__Input for this task__

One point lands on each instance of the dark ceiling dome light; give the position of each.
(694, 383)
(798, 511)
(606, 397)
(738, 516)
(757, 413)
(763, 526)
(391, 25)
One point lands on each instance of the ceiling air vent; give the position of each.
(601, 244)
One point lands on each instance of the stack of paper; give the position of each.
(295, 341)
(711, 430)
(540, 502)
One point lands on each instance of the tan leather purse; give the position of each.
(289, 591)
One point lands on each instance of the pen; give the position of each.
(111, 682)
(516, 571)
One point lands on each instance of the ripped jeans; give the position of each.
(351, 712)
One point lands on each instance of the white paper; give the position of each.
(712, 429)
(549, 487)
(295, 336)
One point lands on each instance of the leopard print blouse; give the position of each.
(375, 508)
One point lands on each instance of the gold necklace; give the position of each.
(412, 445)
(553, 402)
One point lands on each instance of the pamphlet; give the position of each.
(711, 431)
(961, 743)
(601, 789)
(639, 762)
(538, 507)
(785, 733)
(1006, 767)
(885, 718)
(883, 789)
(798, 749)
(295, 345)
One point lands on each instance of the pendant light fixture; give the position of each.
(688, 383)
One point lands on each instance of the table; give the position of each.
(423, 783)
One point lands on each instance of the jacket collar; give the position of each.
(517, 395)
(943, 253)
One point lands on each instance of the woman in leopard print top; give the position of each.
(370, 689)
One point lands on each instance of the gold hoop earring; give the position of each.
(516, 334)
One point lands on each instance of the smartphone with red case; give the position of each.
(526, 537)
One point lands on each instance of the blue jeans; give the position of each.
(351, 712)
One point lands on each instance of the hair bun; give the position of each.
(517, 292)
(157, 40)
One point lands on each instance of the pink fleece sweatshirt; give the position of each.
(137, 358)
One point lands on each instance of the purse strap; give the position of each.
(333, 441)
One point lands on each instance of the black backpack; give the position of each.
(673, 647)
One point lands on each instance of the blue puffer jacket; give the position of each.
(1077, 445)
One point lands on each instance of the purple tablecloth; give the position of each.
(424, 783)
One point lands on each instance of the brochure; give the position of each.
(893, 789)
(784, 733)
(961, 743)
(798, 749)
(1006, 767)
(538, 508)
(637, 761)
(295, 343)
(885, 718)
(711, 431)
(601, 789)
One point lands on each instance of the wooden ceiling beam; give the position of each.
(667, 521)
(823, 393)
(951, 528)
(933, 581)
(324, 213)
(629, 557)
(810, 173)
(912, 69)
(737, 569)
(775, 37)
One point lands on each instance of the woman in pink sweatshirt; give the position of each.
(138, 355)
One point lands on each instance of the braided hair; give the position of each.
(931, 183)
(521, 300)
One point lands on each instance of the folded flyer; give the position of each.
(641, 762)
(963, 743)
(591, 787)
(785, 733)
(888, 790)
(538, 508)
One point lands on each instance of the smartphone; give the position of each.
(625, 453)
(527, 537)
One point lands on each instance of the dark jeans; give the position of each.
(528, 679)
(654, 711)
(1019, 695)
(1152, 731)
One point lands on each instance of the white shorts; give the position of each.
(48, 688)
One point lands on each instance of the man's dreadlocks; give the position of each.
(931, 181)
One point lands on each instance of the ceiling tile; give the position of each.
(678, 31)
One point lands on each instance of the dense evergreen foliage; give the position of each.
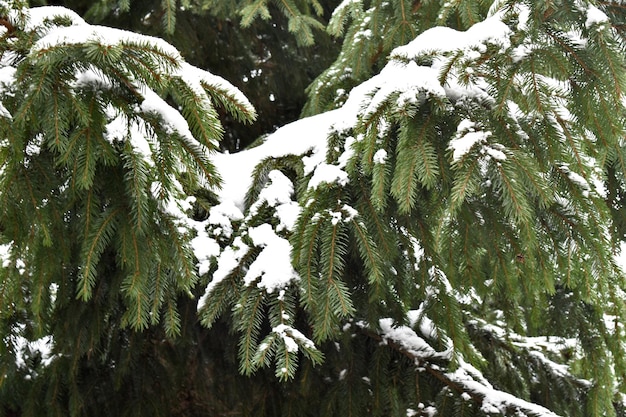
(440, 237)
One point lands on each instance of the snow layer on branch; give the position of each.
(304, 136)
(81, 33)
(493, 401)
(196, 78)
(442, 39)
(173, 120)
(273, 265)
(7, 77)
(37, 16)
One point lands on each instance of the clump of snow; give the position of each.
(327, 173)
(466, 138)
(38, 16)
(620, 258)
(81, 33)
(172, 119)
(227, 261)
(442, 39)
(409, 341)
(273, 264)
(222, 215)
(292, 338)
(595, 16)
(380, 157)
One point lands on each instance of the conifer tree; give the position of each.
(439, 240)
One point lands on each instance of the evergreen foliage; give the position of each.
(440, 241)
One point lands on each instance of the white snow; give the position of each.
(327, 173)
(380, 157)
(293, 338)
(442, 39)
(595, 16)
(81, 33)
(466, 138)
(273, 264)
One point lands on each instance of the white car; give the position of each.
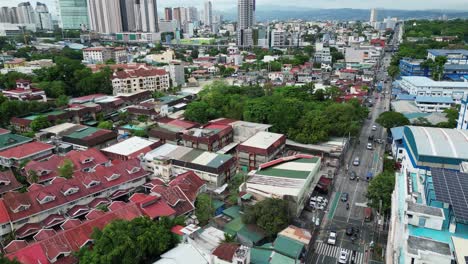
(343, 257)
(332, 238)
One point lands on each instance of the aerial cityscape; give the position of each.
(243, 132)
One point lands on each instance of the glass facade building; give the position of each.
(73, 14)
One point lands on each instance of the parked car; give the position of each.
(356, 161)
(344, 197)
(343, 257)
(332, 238)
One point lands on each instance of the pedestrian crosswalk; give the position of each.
(334, 251)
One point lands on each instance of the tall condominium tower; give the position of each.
(105, 16)
(373, 17)
(73, 13)
(245, 21)
(168, 13)
(208, 20)
(149, 15)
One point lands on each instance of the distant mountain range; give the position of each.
(343, 14)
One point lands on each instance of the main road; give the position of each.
(338, 217)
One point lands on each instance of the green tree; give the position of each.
(204, 209)
(106, 125)
(140, 240)
(66, 169)
(62, 100)
(380, 189)
(391, 119)
(272, 215)
(39, 123)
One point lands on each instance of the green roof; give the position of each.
(11, 140)
(34, 116)
(233, 211)
(277, 258)
(284, 173)
(217, 203)
(287, 246)
(234, 226)
(251, 235)
(82, 133)
(260, 256)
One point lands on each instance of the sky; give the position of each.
(230, 5)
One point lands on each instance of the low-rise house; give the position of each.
(25, 212)
(260, 148)
(25, 92)
(131, 148)
(13, 157)
(211, 137)
(8, 182)
(290, 178)
(90, 137)
(142, 79)
(169, 160)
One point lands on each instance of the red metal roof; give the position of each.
(226, 251)
(25, 150)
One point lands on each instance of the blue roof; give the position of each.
(431, 99)
(397, 132)
(407, 97)
(444, 52)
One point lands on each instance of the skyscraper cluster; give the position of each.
(181, 14)
(245, 22)
(112, 16)
(24, 13)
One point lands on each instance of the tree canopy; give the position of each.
(391, 119)
(141, 240)
(204, 209)
(271, 215)
(303, 113)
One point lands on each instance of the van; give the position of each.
(367, 214)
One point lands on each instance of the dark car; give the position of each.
(344, 197)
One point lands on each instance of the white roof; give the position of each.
(129, 146)
(182, 254)
(262, 140)
(59, 128)
(424, 81)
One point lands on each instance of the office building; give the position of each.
(168, 13)
(42, 17)
(245, 20)
(105, 16)
(176, 15)
(423, 86)
(127, 10)
(73, 14)
(373, 17)
(208, 14)
(25, 13)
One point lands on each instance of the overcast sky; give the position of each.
(228, 5)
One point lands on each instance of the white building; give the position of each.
(298, 177)
(423, 86)
(278, 37)
(105, 16)
(142, 79)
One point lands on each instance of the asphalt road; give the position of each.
(337, 217)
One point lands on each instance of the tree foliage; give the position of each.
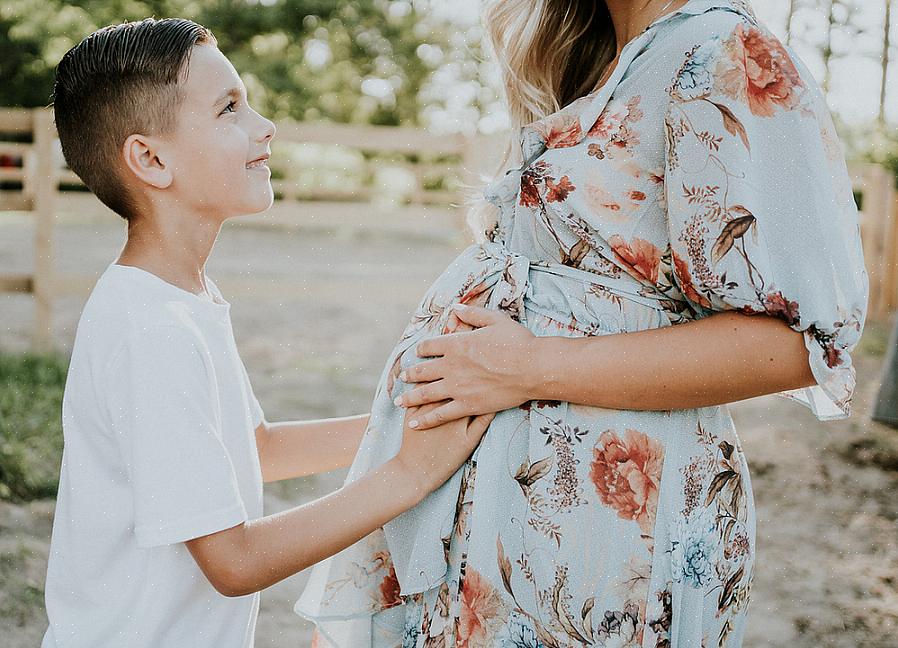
(362, 61)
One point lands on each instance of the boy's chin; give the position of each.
(254, 205)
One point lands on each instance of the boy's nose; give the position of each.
(270, 128)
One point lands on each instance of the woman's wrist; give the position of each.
(557, 360)
(542, 375)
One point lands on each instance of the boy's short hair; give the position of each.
(120, 80)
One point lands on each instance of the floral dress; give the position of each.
(704, 176)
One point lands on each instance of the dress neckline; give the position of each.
(583, 112)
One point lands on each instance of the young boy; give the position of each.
(159, 539)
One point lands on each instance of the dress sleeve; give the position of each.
(761, 215)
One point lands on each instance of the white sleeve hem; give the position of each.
(190, 527)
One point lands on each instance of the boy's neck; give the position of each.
(173, 249)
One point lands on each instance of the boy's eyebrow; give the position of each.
(232, 93)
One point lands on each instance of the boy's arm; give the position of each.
(298, 448)
(256, 554)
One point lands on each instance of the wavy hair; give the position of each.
(549, 52)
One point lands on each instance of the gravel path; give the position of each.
(827, 510)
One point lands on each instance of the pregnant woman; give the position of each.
(680, 234)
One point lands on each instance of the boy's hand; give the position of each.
(430, 457)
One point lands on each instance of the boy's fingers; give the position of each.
(422, 395)
(479, 424)
(449, 412)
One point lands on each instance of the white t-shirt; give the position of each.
(158, 419)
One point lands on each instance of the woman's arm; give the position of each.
(719, 359)
(299, 448)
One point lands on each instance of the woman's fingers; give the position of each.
(421, 395)
(478, 425)
(451, 411)
(426, 371)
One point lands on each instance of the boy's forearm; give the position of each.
(275, 547)
(298, 448)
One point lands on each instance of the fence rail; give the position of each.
(42, 185)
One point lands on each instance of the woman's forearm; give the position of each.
(719, 359)
(298, 448)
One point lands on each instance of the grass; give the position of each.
(31, 388)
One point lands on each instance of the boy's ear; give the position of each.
(141, 155)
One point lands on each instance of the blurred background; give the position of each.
(388, 114)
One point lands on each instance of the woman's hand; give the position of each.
(430, 458)
(477, 372)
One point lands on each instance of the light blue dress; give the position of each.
(704, 176)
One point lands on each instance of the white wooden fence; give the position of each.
(427, 206)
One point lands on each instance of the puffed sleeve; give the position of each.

__Your instructions__
Write out exactly the lines from the line holding "One point lands on each instance of the grass;" through the last line of the data, and nothing besides those lines.

__Output of the exercise__
One point lands on each instance of the grass; give the position of each.
(31, 388)
One point lands on each instance of the boy's ear; give the position of each.
(141, 155)
One point lands on each instance of the blurred background; give the position of each.
(388, 114)
One point lands on each instance of the woman's hand; give the position of each.
(430, 458)
(477, 372)
One point lands on each instance of the light blue dress; give the position of each.
(704, 176)
One point lands on each instance of the white wooden fence; give the position of each.
(427, 206)
One point lands on each instance of the puffed sleeve; give the position of each.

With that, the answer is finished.